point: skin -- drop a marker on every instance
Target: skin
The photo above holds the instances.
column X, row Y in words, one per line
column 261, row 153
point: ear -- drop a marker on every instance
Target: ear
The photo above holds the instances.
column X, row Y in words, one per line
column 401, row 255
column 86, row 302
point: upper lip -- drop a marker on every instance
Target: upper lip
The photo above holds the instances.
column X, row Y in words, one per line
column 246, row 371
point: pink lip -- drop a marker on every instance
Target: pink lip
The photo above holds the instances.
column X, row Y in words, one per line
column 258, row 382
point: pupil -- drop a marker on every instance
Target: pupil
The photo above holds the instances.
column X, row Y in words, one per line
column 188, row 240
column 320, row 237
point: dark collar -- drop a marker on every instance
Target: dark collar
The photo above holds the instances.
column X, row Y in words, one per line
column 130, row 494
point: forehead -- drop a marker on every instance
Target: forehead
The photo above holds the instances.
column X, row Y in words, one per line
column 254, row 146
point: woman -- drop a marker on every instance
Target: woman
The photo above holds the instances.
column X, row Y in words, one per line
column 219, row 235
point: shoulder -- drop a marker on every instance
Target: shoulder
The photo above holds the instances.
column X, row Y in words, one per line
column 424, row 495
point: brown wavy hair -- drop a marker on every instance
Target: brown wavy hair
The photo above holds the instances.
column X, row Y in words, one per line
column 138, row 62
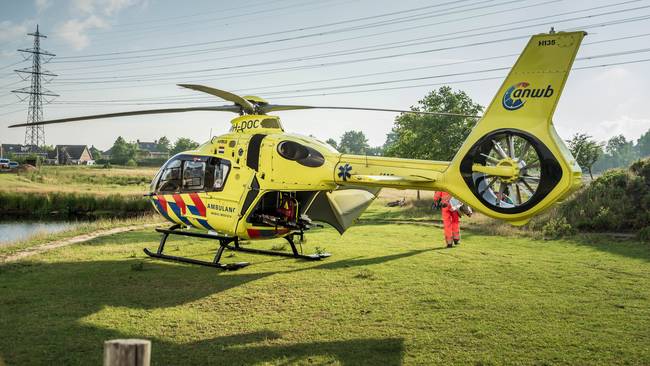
• • • • •
▸ Problem requirements
Wherever the string "brown" appears in the data above, copy the line it sits in.

▸ Response below
point: brown wavy hair -- drop a marker on every instance
Target: brown wavy hair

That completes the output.